◆ 文書の抜粋
>>>>>

移動サービスをシームレスにつなぐMaaSのようなシステムや、自動運転などのテクノロジーは、世界各国で研究・導入されている。日本でも実証実験はされているものの、まだ実用化は進んでいないのが現状だ。その原因のひとつに、道路交通法をはじめとする法規制があるとされている。知財関係の訴訟に詳しく、多くのスタートアップにも関わる溝田宗司弁護士に、国内モビリティの法律面での問題点を聞いてみた。

新興国に突破口!?
新たなビジネスプレイヤーの登場も

世界各国でイノベーションが起こっているMaaSや自動運転車、ライドシェア事業。しかし、日本はというと、既存のものの組み合わせで終始している場合が多い。日本の交通網は成熟しているがゆえ、それに伴う法規制も多くなる。そこで、法の範囲の中でタクシーに関するアプリ業務を委託するなど、一定の枠の中の開発になりやすい。また、モノ作りにおいても、日本は採用する部品ひとつとっても、許認可のルールが厳しい。日本ではモビリティに関するイノベーションは起きにくいのだろうか。

<<<<<

◆ データ欄
>>>>>

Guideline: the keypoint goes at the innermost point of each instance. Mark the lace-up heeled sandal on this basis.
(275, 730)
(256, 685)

<<<<<

◆ 課題 1
モビリティと法規制の文章のうち、「新たなビジネスプレイヤーの登場も」を含む語句で始まり「ョンは起きにくいのだろうか。」で終わる部分を、「イノベーション」を「技術革新」に入れ替えて書き直してください。
◆ 課題 2
モビリティと法規制の文章を、最後の文のあとから書き継いでください。
一覧は、モビリティと法規制の文章とは関係がない。

◆ 課題の解答 1
新たなビジネスプレイヤーの登場も

世界各国で技術革新が起こっているMaaSや自動運転車、ライドシェア事業。しかし、日本はというと、既存のものの組み合わせで終始している場合が多い。日本の交通網は成熟しているがゆえ、それに伴う法規制も多くなる。そこで、法の範囲の中でタクシーに関するアプリ業務を委託するなど、一定の枠の中の開発になりやすい。また、モノ作りにおいても、日本は採用する部品ひとつとっても、許認可のルールが厳しい。日本ではモビリティに関する技術革新は起きにくいのだろうか。

◆ 課題の解答 2
「日本には,白タクなどを規制する道路運送法というものがあって、タクシーのようなことをやろうとしても自由にできるわけではありません。例えば,MaaS事業者として有名なUberは,日本にも上陸していますが,海外と同じサービスを提供できているわけではありません。では,日本でMaaS事業者が出てこないのかというと、意外にそうではないと思います。例えば、日本のベンチャーでフィリピンでバスとタクシーの中間のようなモビリティの提供をはじめた会社があります。時間通りに走らせるのではなくて、すべての車両を等間隔で走らせ、5分待てばバスが来るというシステムです。当然,日本で同じことをやろうとしても、許認可が必要になってくるので、東南アジアでの事業化をめざしています」

もはや国内にこだわらず海外で始動するベンチャーは多いと語る溝田弁護士

つまり、グローバルな規模で見れば、日本のモビリティ企業も活躍しているということだ。溝田氏によると、やはりビジネスモデルそのもので勝負するタイプの企業は、海外に出ていくことが多いという。さらに、ビジネスモデルそのものが大きく変化しているのも特徴だ。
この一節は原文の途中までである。